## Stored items
▽
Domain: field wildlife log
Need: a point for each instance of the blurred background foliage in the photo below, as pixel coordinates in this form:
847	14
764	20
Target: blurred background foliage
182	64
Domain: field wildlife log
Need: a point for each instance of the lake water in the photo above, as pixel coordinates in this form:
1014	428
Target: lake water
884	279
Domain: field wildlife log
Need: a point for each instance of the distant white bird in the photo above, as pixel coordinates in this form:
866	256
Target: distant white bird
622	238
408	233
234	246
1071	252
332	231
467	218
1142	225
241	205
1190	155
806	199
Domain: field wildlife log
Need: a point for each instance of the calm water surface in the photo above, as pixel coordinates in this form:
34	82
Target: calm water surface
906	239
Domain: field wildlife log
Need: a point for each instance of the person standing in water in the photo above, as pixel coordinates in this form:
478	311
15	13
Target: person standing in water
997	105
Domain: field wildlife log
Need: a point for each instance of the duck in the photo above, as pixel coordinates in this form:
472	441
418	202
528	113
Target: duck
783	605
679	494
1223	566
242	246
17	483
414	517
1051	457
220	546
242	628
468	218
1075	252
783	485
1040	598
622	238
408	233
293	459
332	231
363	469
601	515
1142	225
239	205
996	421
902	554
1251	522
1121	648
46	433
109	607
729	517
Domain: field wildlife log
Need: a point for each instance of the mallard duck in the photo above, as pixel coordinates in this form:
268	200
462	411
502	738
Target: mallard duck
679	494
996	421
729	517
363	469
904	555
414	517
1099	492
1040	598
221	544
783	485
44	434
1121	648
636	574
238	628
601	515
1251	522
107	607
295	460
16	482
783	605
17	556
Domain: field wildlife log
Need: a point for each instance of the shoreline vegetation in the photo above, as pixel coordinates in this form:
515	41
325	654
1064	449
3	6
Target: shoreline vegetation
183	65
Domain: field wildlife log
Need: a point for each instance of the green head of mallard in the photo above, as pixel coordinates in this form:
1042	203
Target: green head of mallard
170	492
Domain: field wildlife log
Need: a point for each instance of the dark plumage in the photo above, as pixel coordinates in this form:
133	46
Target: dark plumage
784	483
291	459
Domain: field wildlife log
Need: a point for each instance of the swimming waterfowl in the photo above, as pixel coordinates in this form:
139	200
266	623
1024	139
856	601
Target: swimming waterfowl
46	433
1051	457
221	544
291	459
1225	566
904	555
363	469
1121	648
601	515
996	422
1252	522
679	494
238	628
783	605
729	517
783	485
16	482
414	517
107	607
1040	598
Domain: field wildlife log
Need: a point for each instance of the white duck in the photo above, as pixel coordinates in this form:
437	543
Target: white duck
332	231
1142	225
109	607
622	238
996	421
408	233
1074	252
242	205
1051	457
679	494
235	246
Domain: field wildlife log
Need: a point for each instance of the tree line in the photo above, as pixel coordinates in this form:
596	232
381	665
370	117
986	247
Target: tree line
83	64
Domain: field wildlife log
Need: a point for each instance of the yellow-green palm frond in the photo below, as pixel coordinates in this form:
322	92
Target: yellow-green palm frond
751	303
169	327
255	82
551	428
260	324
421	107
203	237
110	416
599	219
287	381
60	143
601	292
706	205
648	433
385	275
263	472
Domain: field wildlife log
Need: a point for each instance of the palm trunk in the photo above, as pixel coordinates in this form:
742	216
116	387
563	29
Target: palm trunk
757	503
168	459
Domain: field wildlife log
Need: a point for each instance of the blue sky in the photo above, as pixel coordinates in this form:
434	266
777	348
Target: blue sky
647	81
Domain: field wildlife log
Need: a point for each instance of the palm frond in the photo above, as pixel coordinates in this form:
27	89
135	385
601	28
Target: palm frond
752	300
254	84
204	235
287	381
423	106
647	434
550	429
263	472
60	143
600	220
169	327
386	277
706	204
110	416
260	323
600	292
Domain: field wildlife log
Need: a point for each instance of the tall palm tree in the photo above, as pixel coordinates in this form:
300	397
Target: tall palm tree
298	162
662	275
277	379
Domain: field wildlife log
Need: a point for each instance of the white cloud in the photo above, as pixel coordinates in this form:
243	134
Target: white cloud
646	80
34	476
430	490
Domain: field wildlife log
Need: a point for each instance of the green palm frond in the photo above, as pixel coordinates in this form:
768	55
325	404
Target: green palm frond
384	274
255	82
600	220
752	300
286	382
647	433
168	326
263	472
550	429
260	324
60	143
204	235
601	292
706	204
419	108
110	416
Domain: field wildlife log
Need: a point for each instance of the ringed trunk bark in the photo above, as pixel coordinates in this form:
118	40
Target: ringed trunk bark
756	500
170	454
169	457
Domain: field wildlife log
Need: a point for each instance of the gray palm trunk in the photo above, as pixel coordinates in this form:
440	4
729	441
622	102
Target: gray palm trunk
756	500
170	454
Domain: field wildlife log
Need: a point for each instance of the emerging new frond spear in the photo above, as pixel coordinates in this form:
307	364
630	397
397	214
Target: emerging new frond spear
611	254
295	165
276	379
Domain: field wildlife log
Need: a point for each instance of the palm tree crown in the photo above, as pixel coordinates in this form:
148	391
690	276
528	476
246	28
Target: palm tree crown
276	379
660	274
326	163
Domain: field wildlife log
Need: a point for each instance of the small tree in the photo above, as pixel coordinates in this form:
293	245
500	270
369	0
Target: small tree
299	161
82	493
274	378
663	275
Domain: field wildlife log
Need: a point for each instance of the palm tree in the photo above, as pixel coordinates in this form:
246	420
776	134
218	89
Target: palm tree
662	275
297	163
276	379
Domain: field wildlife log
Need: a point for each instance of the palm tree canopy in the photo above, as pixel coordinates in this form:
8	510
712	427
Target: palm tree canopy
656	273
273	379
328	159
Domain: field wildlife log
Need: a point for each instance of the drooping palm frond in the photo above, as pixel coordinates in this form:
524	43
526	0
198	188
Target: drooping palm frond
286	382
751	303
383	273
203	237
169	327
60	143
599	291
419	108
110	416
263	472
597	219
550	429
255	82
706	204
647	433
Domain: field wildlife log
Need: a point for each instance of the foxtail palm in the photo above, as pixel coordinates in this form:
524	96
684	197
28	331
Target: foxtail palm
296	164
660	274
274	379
△
## EXERCISE DETAILS
Could you repeat every record above exactly as it appears?

## WRITTEN RESPONSE
Domain: field wildlife log
Need: a point for each instance of the blurred background foliage in the photo below, as pixel coordinates in this form:
847	14
764	20
Target: blurred background foliage
182	64
Domain: field wildlife log
Need: a point for each instance of the lake water in the photo above, as pixel coordinates in this form:
1014	428
Target: lake water
884	279
Domain: field wildlife log
Need: a point for each instance of the distant white bird in the photo above, as pixel coordinates in this form:
866	256
Target: distant white bird
622	238
408	233
234	246
1071	252
332	231
467	218
1142	225
241	205
1190	155
806	199
Domain: field wildlife log
Need: a point for each instance of the calm water surface in the photo above, as pixel coordinates in this form:
34	82
Target: calm water surface
906	239
Domain: field wildlife log
Need: a point for each instance of the person standing in water in the photo above, as pixel coordinates in this form:
478	311
15	13
Target: person standing in water
997	105
Domain: field wildlife log
Need: a point for each instance of the duck in the photo above, as pixel coordinates in this form:
472	441
418	202
528	113
Target: duck
783	605
679	494
1223	566
242	246
17	483
414	517
1051	457
220	546
242	628
468	218
1075	252
783	485
1040	598
622	238
408	233
293	459
332	231
363	469
601	515
1142	225
239	205
996	421
902	554
1251	522
1121	648
46	433
109	607
729	517
Domain: field wildlife log
Need: a point for each instance of the mallard duck in the photo above, as pixel coordinates in this form:
268	200
462	411
502	738
Target: mallard duck
679	494
996	421
729	517
363	469
904	555
414	517
1099	492
1040	598
221	544
783	485
44	434
1121	648
636	574
238	628
601	515
1251	522
107	607
295	460
16	482
783	605
17	556
Domain: field wildlife log
Need: a point for each instance of the shoreline vegetation in the photo above, as pixel coordinates in this form:
515	41
325	654
1064	449
3	6
Target: shoreline vegetation
183	65
Domain: field wildlife log
Need: a point for each instance of the green head of mallard in the photo above, as pixel coordinates in this form:
1042	203
Target: green head of mallard
170	492
Domain: field wildlife log
Need: a point for each instance of the dark plumage in the photo above, as pixel coordinates in this form:
133	46
Target: dark plumage
784	483
291	459
Domain: field wildlife log
Need: a point for each instance of the swimming waterfowl in the photo above, as pixel coordinates in this form:
139	200
266	623
1024	139
856	601
Target: swimming waterfowl
46	433
1051	457
221	544
291	459
1225	566
904	555
363	469
1121	648
601	515
996	422
1252	522
679	494
238	628
783	605
729	517
783	485
16	482
414	517
107	607
1040	598
Domain: field wildlife log
Need: a point for each instance of the white duck in the photo above, as pixel coordinates in this form:
437	543
Target: white duck
332	231
1142	225
109	607
622	238
996	421
408	233
1074	252
242	205
1051	457
679	494
235	246
Domain: field wildlife log
Need: a point for each instance of the tree line in the photo above, as pixel coordinates in this form:
596	232
381	665
370	117
986	247
Target: tree line
83	64
Domain: field wildlife log
Need: a point for each instance of the yellow-green palm frond in the photo below, as pixel coordinates in this form:
322	92
Target: yellow-green palm frond
751	303
169	327
255	82
551	428
260	324
421	107
203	237
110	416
599	219
287	381
60	143
601	292
706	205
648	433
385	275
263	472
Domain: field wildlife log
Need: a point for each instance of the palm trunk in the photo above, as pixel coordinates in this form:
742	216
116	387
563	29
Target: palm trunk
757	503
168	459
Domain: field wildlife log
Need: a point for each instance of the blue sky in the photo above, as pixel coordinates in this form:
434	266
777	348
Target: blue sky
647	81
Domain: field wildlife log
Need: a point for each instance of the palm frond in the photo above, as pixel coordinates in this form:
27	89
135	385
601	28
Target: palm frond
752	300
254	84
204	235
287	381
423	106
647	434
550	429
263	472
60	143
600	220
169	327
386	277
706	204
110	416
260	323
600	292
Domain: field wildlife log
Need: a point for each instance of the tall palm tree in the photo above, as pixel coordinates in this form:
300	397
Target: tall palm tree
298	162
662	275
277	379
Domain: field wildlife log
Need: a point for each instance of the white cloud in the photo above, as pixel coordinates in this form:
243	134
Target: white cloud
646	80
34	476
430	490
Domain: field wildlife log
Need: a point for each instance of the green palm frond in the photo above, as pixel coordinates in this form:
768	55
325	404
Target: green palm frond
384	274
255	82
600	220
752	300
286	382
647	433
168	326
263	472
550	429
260	324
60	143
204	235
601	292
706	204
419	108
110	416
Domain: field wildlife log
Need: a point for each instance of the ringed trunk bark in the photo above, as pixel coordinates in this form:
118	40
Target: ringed trunk bark
756	500
170	454
169	457
Domain: field wildlife log
Need: a point for each instance of the gray palm trunk in the photo above, as pixel coordinates in this form:
440	4
729	441
622	102
Target: gray palm trunk
756	500
170	454
Domain: field wildlife log
Need: a point for each instance of the emerging new frond spear in the photo above, as pixel coordinates in this form:
307	364
630	397
397	214
Target: emerging new frond spear
611	254
295	165
276	379
Domain: field wildlife log
Need: a point for each instance of the palm tree crown in the photo above, as pixel coordinates in this form:
148	391
690	276
528	476
246	28
Target: palm tree crown
276	379
660	274
326	163
Domain: field wildlife log
Need: a point for each instance of the small tree in the photo above, as pixel coordinates in this form:
293	245
500	270
369	0
Target: small tree
299	161
82	493
274	378
663	275
Domain: field wildlife log
Need: a point for each instance of the palm tree in the photo above, as pixel coordinates in this form:
246	420
776	134
218	89
Target: palm tree
662	275
297	163
276	379
Domain: field wildlife log
Need: a point for each instance of the palm tree canopy in the photo above, as pixel coordinates in this form:
8	510
712	427
Target: palm tree canopy
656	273
273	379
328	159
Domain: field wildlife log
Need: a point for each instance of the drooping palm frond in the photo above, as pixel coordinates in this form:
524	43
526	0
198	188
Target: drooping palm frond
286	382
751	303
383	273
203	237
169	327
60	143
599	291
419	108
110	416
263	472
597	219
550	429
255	82
706	204
647	433
Domain: field wildlife log
Need: a point for each instance of the foxtail palm in the photo above, as pixel coordinates in this form:
524	96
684	197
28	331
Target: foxtail palm
296	164
660	274
274	379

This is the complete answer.